**SET TASK:**
Could you rewrite the data below with every "blue shirt" replaced by "green jacket" and nothing else changed?

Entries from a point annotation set
>>

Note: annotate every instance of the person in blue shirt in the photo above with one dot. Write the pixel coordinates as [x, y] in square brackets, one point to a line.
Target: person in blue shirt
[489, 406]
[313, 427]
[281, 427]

<<

**RESPONSE FOR THIS EXERCISE:**
Note: annotate every instance of the person in green jacket in the photo above with one dot. Write the pixel coordinates as [x, y] in square brackets, one point to a line.
Target: person in green jacket
[489, 406]
[313, 427]
[281, 427]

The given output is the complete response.